**WHAT YOU HAVE TO DO:** How many lines in the listing below contain the word "wooden"? Case counts. Reply with the number alone.

**RECORDS PROVIDED:**
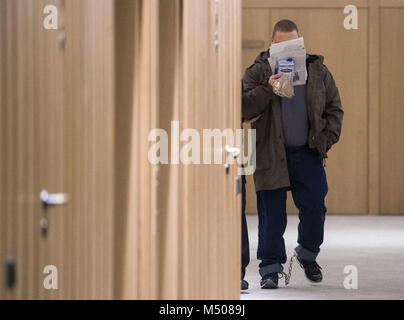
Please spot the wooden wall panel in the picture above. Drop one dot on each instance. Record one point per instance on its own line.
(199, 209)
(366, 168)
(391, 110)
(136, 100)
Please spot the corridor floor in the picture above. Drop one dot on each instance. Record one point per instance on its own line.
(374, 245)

...

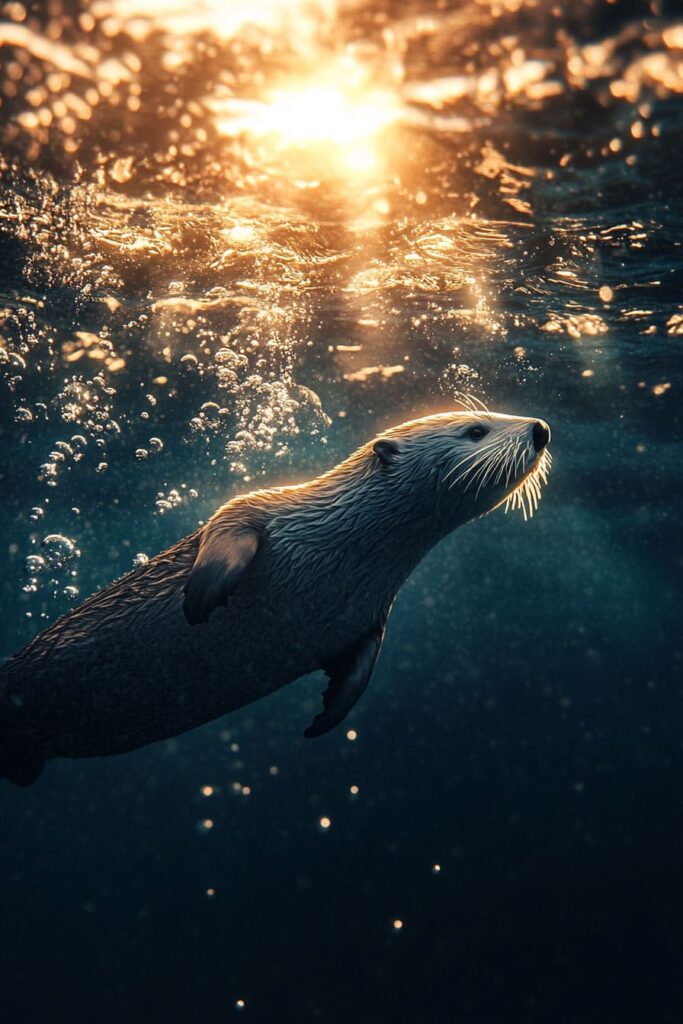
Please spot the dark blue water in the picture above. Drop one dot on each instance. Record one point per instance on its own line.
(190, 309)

==

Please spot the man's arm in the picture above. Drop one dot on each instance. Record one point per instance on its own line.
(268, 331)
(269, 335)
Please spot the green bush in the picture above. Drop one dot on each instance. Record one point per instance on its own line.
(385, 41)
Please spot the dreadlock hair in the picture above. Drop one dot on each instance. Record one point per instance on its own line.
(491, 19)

**WRITTEN RESPONSE:** 1